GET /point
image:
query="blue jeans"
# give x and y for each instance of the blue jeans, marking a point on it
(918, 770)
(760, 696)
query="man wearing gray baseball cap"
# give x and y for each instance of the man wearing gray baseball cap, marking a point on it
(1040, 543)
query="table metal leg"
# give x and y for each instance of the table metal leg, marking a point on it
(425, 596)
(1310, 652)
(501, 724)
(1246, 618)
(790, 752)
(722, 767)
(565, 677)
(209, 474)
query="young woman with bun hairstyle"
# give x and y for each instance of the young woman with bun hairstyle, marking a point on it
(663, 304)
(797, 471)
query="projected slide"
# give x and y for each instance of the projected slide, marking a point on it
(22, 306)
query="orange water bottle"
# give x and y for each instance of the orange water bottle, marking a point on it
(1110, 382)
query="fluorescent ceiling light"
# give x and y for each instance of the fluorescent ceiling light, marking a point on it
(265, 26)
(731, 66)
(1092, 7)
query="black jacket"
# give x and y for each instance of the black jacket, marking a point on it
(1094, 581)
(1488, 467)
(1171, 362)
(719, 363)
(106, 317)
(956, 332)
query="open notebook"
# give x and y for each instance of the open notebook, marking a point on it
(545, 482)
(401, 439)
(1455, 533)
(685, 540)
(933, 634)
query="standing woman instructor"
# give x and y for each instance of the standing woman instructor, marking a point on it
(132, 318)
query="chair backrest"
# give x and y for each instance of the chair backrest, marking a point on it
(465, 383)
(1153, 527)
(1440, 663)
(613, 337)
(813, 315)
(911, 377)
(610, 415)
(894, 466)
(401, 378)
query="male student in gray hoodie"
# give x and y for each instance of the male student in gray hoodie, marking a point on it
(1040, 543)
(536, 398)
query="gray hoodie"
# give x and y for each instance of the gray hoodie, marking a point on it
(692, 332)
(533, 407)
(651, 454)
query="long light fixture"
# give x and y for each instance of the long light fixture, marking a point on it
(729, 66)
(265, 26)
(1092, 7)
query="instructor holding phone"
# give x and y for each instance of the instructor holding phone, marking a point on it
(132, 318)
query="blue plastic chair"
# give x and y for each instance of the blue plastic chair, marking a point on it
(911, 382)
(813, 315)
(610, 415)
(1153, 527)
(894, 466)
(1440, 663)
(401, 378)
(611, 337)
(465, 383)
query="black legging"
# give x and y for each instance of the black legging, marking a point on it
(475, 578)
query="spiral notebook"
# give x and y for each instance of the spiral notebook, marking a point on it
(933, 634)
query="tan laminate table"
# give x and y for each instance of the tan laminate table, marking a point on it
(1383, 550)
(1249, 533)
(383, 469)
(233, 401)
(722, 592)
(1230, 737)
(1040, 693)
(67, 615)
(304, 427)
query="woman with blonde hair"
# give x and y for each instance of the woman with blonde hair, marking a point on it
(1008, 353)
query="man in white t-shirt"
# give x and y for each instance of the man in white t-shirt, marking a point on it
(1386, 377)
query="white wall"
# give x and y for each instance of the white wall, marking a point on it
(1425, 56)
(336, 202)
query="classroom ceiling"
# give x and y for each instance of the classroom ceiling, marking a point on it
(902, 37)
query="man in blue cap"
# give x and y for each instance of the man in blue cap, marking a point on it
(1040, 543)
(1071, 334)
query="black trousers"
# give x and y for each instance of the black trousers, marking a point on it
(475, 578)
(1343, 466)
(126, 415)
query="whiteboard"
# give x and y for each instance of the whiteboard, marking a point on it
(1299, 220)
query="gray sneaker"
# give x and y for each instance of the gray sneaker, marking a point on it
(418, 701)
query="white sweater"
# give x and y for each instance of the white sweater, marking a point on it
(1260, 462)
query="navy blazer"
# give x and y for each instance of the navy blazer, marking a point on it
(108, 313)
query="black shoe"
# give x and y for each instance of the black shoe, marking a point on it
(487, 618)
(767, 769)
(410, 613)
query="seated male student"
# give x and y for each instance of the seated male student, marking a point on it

JOB: Extract every line of the data that contains the word "phone".

ANSWER TO THE TASK:
query="instructor holding phone"
# give x and y for each instance of the instructor holding phone, marking a point on it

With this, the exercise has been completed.